TASK BRIEF:
Return every record below exactly as written.

===

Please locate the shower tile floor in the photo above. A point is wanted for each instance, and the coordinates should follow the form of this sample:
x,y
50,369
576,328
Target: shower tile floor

===

TASK OUTPUT:
Please locate the shower tile floor in the photo above. A point is wanted for each instance, and the coordinates should follow the form of this sample:
x,y
50,369
576,328
Target: shower tile floor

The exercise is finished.